Extract provided:

Human articular cartilage defects can be treated with nasal septum cells


A report from collaborating research teams from the University and the University Hospital of Basel specifies that cells isolated from the nasal septum cartilage can adapt to the environment the knee and repair articular cartilage defects. The ability of nasal cartilage cells to self-renew and adapt to the joint environment is associated with the expression of genes know as HOX genes. This research was published in the journal Science Translational Medicine in combination with reports of the first patients treated with their own nasal cartilage.

Lesions in articular or joint-specific cartilage is a degenerative that tends to occur in older people or younger athletes who engage in impact-heavy sports. Sometimes people who have experienced accidents can also suffer from cartilage lesions. Cartilage lesions present several challenges for orthopedic surgeons to repair. These surgeries are often complicated, and the recovery times are also long. However, Prof. Ivan Martin, professor of tissue engineering, and Prof. Marcel Jakob, Head of Traumatology, from the Department of Biomedicine at the University and the University Hospital of Basel have presented a new treatment option for cartilage lesions that includes the use of nasal cartilage cells to replace cartilage cells in joints.

When grown in cell culture, cartilage cells extracted from the nasal septum (also known as nasal chondrocytes) have a remarkable ability to generate new cartilage tissue after their growth in culture. In an ongoing clinical study, the Basal research group have taken small biopsies (6 millimeters in diameter) from the nasal septa of seven of 25 patients below the age of 55 years. After isolating the cartilage cells from these cartilage samples, they cultured these cells and expanded them and applied them to a three-dimensional scaffold in order to engineer a cartilage graft with a specific size (30 x 40 millimeters).

Martin and his colleagues used these very cartilage grafts to treat the cartilage lesions in human patients. After removing the damaged cartilage tissue from the knee of several patients, their knees were treated with the engineered, tailored tissue from their noses.

Two previous experiments demonstrated the potential efficacy of this procedure. First, a previous clinical study conducted in cooperation with plastic surgeons and the Basel group used the same method to successfully reconstruct nasal wings affected by tumors.

Secondly, a preclinical study with goats whose knees were implanted with nasal cartilage cells showed that these cells were not only compatible with the knee-joint, but also successfully reconstituted the joint cartilage. Lead author of this study, Karoliina Pelttari, and her colleagues were quite surprised that the implanted nasal cartilage cells, which originate from a completely different set of embryonic cell types than the knee-joint were compatible. Nasal septum cells develop from neuroectodermal cells, which also form the nervous system and their self-renewal capacity is attributed to their lack of expression of some homeobox (HOX) genes. However, these same HOX genes are expressed in articular cartilage cells that are formed by mesodermal cells in the embryo.

“The findings from the basic research and the preclinical studies on the properties of nasal cartilage cells and the resulting engineered transplants have opened up the possibility to investigate an innovative clinical treatment of cartilage damage,” says Prof. Ivan Martin about the results. Several studies have confirmed that human nasal cells maintain their capacity to grow and form new cartilage despite the age of the patient. This means that older people could also benefit from this new method, as could patients with large articular cartilage defects.

The primary target of the ongoing clinical study at the University Hospital of Basel is to confirm the safety, efficacy and feasibility of nasal cartilage grafts transplanted into joints, the clinical effectiveness of this procedure, from the data presently in hand, is highly promising.

Given entries:
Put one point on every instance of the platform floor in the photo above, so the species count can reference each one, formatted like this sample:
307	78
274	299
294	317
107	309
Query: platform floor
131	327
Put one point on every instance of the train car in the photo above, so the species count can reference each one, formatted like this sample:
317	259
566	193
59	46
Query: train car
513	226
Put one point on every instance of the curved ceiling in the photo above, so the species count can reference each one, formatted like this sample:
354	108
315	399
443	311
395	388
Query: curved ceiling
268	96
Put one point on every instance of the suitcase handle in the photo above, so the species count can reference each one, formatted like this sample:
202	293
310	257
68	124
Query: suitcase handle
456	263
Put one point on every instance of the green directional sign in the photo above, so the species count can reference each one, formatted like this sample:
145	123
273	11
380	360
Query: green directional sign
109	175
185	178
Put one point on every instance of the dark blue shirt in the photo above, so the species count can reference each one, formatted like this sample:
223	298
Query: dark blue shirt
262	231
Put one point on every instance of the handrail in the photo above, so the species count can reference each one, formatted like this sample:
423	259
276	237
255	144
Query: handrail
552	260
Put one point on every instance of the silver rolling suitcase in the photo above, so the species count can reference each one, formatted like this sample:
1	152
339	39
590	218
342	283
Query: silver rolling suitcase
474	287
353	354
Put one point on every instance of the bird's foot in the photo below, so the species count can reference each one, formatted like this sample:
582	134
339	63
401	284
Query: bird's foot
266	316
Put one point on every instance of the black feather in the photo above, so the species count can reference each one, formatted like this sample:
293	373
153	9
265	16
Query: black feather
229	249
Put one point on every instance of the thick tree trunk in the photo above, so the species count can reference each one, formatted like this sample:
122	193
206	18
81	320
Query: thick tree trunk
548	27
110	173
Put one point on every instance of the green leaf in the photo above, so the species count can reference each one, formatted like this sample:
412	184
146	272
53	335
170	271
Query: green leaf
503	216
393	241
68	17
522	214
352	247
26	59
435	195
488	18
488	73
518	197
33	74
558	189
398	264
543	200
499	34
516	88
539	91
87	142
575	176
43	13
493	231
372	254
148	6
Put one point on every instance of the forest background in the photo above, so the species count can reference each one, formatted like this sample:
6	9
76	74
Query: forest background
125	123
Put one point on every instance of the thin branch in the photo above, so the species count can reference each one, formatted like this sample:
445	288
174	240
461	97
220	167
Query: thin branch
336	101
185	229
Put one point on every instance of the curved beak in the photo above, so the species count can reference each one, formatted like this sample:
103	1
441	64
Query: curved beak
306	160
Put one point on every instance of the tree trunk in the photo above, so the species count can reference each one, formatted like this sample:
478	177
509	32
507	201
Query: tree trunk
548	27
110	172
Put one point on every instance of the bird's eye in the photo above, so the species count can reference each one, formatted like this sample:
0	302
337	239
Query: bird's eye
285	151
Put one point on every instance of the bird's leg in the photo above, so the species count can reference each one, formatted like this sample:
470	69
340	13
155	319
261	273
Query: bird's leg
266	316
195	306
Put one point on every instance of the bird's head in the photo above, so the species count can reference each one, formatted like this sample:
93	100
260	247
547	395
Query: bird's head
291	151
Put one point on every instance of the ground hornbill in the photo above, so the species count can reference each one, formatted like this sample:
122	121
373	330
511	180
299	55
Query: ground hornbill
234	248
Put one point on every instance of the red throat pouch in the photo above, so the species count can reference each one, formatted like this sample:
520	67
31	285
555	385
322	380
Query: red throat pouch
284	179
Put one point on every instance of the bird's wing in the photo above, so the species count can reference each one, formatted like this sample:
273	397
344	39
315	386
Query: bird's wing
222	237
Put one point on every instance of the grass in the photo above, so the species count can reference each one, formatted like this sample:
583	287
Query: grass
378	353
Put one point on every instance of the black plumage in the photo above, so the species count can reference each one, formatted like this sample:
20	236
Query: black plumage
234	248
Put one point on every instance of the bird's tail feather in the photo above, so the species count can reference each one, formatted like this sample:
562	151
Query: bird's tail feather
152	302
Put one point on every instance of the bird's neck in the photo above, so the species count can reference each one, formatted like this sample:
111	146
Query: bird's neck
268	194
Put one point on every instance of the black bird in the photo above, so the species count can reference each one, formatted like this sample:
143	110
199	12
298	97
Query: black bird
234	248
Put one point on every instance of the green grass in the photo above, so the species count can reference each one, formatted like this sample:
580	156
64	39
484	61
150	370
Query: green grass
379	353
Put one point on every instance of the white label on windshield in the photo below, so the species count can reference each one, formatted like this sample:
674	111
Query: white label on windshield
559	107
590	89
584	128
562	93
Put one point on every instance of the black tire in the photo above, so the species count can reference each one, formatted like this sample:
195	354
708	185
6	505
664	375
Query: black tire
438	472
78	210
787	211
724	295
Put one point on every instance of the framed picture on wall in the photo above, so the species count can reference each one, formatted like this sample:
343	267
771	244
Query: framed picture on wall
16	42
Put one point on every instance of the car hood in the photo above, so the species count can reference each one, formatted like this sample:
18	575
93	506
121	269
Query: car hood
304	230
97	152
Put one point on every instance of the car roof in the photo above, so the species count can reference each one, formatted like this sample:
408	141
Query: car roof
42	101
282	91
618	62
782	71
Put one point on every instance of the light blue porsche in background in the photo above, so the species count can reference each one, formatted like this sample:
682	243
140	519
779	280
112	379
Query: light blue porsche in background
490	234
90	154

Assigned task: Decide whether each statement below agrees with the article on nasal septum cells, and answer yes or no, quoting the words of the article that settle it. (a) The biopsies taken from the nasal septum measured 6 millimeters in diameter. (b) Nasal septum cells develop from mesodermal cells. (c) The preclinical study that implanted nasal cartilage cells into knees was carried out with goats.

Your response:
(a) Yes: "small biopsies (6 millimeters in diameter)"
(b) No: "Nasal septum cells develop from neuroectodermal cells"
(c) Yes: "a preclinical study with goats whose knees were implanted with nasal cartilage cells"